▸ **Problem statement**: Whenever the word "coordinates" shows up in a line of the data, copy that line.
Recorded information section start
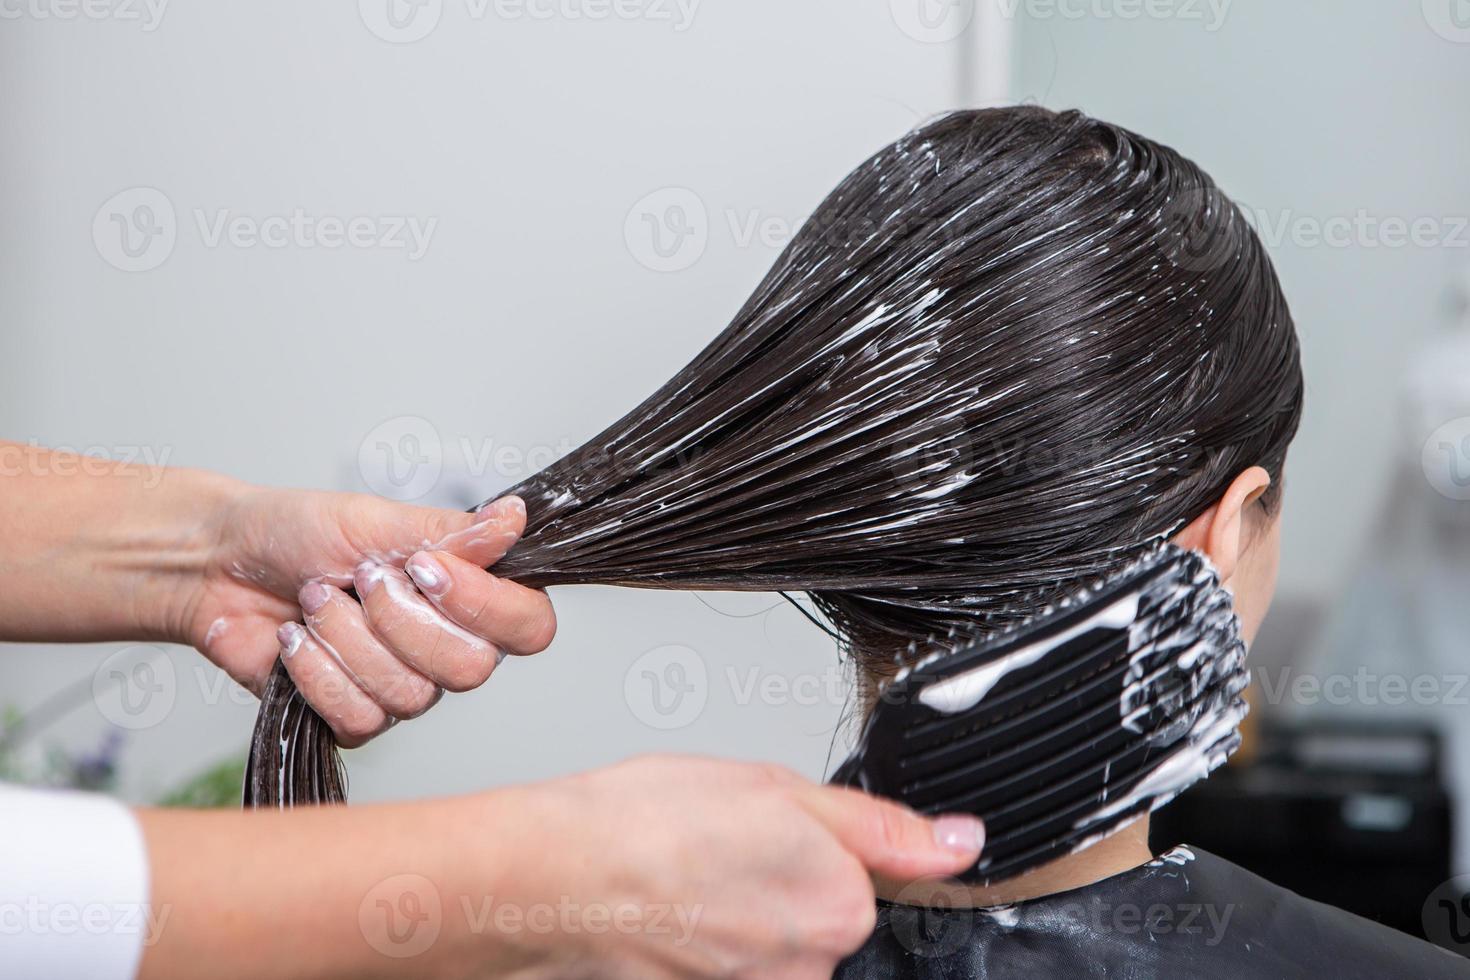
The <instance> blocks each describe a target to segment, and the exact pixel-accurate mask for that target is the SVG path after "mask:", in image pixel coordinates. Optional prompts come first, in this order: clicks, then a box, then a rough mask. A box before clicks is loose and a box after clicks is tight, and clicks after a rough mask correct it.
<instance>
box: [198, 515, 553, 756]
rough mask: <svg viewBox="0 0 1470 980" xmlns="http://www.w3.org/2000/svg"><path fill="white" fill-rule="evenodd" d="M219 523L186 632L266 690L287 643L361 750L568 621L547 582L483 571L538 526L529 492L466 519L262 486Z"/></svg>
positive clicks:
Recorded information section end
Recorded information section start
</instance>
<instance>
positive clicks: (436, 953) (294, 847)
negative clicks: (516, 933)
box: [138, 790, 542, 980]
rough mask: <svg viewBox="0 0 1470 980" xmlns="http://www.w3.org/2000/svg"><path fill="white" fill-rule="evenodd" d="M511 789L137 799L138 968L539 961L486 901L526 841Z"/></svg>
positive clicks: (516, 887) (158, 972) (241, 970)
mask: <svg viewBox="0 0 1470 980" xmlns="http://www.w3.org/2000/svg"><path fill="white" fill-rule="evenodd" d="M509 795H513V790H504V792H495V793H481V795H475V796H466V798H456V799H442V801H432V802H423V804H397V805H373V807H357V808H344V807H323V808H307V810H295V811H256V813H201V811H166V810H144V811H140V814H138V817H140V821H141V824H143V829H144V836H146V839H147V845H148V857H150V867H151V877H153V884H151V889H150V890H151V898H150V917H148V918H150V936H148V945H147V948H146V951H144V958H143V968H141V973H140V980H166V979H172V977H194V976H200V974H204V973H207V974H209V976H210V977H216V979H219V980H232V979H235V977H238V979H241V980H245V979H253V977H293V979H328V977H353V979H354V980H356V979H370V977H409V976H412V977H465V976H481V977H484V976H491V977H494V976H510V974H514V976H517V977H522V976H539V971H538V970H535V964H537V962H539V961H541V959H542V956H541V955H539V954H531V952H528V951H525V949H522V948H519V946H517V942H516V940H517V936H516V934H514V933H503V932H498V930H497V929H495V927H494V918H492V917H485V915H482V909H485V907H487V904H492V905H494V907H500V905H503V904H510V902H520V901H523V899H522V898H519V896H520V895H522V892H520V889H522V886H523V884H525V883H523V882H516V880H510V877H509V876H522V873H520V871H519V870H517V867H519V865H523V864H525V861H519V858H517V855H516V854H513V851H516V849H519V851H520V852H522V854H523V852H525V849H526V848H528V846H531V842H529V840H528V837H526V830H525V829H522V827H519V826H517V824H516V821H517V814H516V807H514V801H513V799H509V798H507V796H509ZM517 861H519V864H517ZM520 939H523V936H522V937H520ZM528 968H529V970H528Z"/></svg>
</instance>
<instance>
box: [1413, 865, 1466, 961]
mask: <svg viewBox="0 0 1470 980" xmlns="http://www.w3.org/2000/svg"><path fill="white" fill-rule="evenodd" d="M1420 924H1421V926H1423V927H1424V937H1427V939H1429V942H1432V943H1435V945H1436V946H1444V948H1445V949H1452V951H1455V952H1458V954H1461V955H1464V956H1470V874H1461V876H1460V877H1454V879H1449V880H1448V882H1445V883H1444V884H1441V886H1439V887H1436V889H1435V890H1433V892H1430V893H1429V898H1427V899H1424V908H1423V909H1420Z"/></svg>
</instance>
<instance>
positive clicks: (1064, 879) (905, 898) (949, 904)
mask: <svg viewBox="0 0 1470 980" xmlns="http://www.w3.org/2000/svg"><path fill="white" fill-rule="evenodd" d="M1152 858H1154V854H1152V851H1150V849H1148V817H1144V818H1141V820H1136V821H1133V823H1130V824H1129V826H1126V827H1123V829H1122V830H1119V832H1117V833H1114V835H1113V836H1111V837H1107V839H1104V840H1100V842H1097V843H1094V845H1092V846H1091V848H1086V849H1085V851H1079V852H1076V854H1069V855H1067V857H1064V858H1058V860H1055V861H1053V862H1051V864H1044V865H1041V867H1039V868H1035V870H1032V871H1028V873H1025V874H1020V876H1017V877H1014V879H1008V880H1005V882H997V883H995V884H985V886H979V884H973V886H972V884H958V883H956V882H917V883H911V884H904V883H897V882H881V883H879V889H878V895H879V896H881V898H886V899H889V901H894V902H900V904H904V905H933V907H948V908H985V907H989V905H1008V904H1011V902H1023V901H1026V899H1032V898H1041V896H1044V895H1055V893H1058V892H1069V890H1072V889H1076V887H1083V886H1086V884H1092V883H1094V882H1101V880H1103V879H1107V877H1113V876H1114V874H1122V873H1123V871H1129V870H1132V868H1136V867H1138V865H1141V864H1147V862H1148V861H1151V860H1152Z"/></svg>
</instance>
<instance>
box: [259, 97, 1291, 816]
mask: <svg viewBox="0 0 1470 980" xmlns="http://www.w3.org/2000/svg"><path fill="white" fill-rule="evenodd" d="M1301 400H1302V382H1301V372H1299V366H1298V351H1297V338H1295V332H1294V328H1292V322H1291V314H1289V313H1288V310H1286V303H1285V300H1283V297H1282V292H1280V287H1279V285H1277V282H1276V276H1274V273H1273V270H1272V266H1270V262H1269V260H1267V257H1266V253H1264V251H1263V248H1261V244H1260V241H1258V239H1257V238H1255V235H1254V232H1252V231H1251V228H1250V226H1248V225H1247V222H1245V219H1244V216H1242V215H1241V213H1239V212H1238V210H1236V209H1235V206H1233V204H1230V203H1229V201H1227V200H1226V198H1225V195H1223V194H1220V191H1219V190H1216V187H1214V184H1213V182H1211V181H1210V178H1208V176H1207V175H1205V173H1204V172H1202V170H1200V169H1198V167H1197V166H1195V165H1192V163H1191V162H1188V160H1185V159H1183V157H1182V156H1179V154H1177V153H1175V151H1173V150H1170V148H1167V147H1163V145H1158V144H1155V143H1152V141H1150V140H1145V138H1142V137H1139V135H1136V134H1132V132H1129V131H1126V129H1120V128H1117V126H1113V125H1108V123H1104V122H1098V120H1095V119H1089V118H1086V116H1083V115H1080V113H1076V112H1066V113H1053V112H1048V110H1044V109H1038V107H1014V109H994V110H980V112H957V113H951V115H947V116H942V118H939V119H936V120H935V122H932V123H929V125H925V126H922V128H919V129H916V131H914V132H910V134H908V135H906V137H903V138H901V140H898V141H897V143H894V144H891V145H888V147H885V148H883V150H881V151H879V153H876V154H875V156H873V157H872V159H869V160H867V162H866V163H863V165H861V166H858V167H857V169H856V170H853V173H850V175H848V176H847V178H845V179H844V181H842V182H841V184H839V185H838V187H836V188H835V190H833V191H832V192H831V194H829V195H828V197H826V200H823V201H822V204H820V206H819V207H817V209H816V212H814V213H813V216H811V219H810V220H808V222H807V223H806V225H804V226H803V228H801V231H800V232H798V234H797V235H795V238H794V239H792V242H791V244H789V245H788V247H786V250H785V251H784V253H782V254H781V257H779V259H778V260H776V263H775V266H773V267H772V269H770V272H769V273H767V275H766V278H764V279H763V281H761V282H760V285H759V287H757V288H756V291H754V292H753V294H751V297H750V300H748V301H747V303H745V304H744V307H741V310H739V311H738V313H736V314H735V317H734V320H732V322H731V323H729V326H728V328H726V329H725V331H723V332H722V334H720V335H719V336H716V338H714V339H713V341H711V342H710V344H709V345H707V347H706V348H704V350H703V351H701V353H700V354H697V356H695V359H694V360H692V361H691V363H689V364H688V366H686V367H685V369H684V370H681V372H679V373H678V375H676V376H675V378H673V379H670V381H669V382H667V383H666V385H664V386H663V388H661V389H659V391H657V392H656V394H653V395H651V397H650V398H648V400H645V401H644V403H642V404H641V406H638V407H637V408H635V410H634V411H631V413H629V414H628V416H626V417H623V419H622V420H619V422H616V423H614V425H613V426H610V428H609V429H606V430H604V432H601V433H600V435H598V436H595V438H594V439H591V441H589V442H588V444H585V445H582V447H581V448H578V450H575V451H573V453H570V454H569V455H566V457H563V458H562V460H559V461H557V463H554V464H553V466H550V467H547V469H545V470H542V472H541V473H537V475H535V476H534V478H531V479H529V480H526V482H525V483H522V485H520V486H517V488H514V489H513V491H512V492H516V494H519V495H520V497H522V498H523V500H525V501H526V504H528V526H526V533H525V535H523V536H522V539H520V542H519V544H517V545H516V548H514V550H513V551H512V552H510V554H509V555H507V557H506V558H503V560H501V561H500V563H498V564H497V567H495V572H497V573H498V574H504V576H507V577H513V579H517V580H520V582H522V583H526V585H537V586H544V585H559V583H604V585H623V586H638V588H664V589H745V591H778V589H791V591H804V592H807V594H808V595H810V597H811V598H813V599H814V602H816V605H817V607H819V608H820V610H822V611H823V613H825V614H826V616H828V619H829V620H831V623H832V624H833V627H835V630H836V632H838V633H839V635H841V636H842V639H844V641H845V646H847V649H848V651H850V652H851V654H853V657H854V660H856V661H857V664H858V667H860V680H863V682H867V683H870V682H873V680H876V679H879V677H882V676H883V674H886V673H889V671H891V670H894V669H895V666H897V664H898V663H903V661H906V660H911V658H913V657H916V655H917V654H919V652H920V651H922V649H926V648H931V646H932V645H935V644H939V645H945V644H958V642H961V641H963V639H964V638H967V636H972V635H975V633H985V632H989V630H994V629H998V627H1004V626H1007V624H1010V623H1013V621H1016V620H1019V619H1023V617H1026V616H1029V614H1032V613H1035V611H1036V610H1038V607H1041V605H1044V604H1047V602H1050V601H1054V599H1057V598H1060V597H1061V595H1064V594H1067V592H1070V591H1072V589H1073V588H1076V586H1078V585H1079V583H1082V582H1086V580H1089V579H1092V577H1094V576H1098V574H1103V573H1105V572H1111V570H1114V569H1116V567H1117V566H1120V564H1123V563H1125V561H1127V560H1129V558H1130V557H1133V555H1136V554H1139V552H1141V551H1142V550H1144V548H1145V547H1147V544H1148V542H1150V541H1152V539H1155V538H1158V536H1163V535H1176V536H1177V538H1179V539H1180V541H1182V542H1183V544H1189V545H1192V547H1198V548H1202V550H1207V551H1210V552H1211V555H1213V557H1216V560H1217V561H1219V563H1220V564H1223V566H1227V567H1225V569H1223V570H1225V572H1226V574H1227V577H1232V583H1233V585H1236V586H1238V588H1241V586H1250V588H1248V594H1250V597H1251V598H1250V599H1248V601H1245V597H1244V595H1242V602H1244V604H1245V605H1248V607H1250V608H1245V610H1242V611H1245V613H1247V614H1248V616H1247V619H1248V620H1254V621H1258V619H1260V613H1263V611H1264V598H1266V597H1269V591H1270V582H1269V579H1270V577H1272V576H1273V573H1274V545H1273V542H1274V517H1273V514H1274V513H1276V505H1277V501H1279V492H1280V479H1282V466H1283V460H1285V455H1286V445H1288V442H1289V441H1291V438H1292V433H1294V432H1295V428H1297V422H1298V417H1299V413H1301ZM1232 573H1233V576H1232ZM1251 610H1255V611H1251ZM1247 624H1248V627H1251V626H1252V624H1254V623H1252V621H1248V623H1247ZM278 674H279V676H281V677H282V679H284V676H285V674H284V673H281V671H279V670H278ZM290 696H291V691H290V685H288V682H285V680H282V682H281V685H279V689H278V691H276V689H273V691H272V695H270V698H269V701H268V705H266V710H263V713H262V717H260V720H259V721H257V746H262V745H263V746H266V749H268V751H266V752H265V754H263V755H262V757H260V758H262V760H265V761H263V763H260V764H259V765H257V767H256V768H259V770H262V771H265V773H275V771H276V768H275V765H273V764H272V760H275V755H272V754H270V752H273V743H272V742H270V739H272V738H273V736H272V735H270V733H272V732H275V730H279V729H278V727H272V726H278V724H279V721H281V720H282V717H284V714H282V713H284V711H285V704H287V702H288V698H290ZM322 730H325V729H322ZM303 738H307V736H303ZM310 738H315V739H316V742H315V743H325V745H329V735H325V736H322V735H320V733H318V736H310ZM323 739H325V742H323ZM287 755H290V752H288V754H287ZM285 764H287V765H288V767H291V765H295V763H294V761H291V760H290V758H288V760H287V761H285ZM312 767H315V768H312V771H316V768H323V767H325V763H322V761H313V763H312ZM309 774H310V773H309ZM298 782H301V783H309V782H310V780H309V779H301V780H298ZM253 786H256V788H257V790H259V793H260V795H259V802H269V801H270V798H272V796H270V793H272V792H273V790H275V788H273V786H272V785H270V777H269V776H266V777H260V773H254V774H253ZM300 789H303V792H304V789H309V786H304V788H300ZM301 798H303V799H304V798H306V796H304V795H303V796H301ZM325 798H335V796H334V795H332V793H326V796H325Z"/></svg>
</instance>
Recorded information section end
Recorded information section start
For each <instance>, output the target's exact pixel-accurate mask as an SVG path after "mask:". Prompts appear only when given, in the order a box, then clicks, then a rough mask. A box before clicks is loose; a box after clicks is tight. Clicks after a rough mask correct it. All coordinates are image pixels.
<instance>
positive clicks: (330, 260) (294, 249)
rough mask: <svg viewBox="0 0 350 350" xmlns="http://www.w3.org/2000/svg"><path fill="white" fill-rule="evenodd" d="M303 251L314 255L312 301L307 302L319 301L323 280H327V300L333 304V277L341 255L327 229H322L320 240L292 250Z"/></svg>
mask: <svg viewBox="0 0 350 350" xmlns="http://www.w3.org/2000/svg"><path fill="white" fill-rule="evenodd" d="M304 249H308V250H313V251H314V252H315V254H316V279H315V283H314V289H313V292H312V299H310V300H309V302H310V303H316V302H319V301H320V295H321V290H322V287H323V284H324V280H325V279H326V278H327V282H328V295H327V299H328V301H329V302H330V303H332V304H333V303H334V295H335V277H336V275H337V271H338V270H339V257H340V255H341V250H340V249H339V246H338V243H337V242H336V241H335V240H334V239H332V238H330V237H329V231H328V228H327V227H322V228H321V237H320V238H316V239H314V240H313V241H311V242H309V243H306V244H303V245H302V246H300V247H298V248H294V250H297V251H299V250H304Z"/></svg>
Recorded information section end
▸ **The completed task**:
The <instance> blocks each describe a target to segment, and the exact pixel-accurate mask for that target is the SVG path after "mask:", in image pixel coordinates. Optional prompts come first, in this order: clicks, then a box, then a rough mask. A box before clicks is loose and a box after clicks is tight, and clicks after a rough mask correct it.
For each <instance>, output the target's exact pixel-accurate mask as an SVG path after "mask:". Prompts appear only when given, in the order a box, then clicks, then a rough mask. A box before clicks is loose; a box after clicks is tight. Clicks after a rough mask correct it. All coordinates are image pixels.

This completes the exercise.